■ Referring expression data
=== Begin Enclosure ===
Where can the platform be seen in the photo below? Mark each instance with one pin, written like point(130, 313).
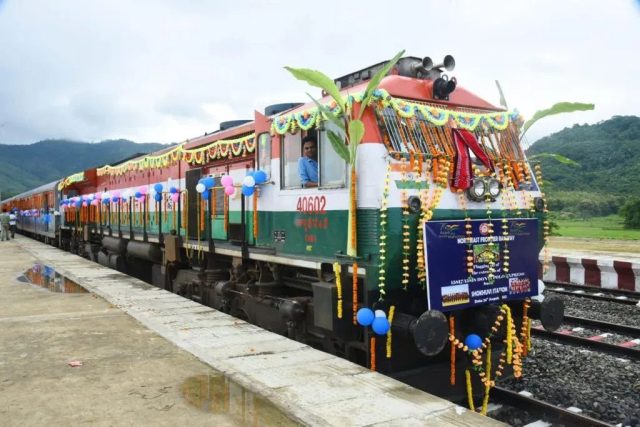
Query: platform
point(309, 386)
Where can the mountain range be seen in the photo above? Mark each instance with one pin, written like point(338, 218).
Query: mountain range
point(23, 167)
point(606, 166)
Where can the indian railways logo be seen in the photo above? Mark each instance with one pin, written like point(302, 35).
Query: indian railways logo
point(484, 228)
point(518, 228)
point(449, 231)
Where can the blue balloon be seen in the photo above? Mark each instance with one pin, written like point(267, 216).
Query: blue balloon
point(208, 183)
point(260, 177)
point(473, 341)
point(365, 316)
point(380, 325)
point(248, 191)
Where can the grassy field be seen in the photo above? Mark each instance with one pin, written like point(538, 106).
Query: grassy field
point(608, 227)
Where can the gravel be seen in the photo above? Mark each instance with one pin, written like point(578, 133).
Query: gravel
point(603, 386)
point(603, 311)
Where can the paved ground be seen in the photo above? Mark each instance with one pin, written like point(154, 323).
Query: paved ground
point(129, 376)
point(134, 374)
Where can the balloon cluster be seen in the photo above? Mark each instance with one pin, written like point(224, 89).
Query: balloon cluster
point(203, 187)
point(157, 188)
point(252, 179)
point(249, 183)
point(473, 342)
point(378, 320)
point(141, 193)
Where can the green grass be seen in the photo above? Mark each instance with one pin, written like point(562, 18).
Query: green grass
point(606, 227)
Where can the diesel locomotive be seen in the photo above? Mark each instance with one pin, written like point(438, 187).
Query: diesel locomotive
point(449, 225)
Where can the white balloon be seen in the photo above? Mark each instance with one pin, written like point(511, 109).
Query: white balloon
point(249, 181)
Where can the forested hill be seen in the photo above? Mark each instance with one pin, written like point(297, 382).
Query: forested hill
point(23, 167)
point(607, 153)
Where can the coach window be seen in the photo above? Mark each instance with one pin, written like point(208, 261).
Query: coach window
point(333, 169)
point(264, 153)
point(291, 151)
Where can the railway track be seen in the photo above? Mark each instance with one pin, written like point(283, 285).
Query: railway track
point(628, 349)
point(610, 295)
point(547, 413)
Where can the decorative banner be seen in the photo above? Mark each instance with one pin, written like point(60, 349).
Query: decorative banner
point(404, 108)
point(451, 287)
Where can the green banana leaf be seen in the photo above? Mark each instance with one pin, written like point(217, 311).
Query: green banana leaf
point(319, 79)
point(375, 81)
point(560, 107)
point(557, 157)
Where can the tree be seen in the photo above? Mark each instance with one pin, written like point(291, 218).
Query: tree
point(630, 211)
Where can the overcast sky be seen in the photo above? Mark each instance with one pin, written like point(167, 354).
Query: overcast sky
point(164, 71)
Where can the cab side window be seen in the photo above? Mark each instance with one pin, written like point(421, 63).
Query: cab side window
point(264, 153)
point(333, 169)
point(291, 149)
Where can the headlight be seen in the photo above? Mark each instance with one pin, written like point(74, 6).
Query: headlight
point(494, 188)
point(477, 190)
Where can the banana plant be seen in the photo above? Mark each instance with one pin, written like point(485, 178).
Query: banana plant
point(559, 108)
point(345, 143)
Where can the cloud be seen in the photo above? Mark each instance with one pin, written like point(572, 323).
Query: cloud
point(167, 70)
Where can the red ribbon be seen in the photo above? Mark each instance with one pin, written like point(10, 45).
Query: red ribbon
point(462, 175)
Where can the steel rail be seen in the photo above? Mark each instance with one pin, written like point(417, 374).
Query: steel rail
point(561, 415)
point(615, 349)
point(617, 328)
point(631, 298)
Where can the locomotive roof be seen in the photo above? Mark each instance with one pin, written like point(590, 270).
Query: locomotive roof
point(51, 186)
point(218, 135)
point(419, 90)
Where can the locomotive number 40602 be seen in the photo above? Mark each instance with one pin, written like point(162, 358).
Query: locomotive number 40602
point(311, 204)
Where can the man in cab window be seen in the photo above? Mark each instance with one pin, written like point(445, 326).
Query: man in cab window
point(308, 163)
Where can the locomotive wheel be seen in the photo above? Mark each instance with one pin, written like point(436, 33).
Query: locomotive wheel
point(431, 332)
point(552, 312)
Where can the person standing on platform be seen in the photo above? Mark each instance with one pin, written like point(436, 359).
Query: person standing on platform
point(12, 224)
point(4, 222)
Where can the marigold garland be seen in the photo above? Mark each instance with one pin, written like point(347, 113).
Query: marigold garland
point(337, 269)
point(354, 296)
point(406, 235)
point(452, 364)
point(509, 339)
point(467, 375)
point(437, 116)
point(372, 351)
point(487, 385)
point(255, 214)
point(392, 310)
point(383, 232)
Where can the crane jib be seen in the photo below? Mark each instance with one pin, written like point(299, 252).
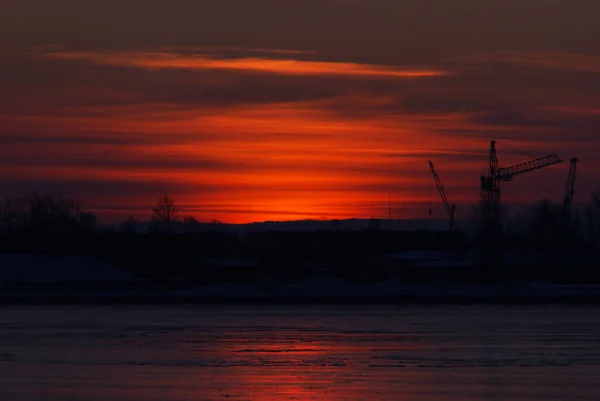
=== End Enclosure ===
■ REQUIRED WORK
Report each line above containing the string "below".

■ RESULT FOR THIS TASK
Where can the platform be seen in the photo below? Mark each instance with one pin, written like point(130, 313).
Where can the crane jib be seen in the photo below? Mark each instance with one pin, written like point(299, 252).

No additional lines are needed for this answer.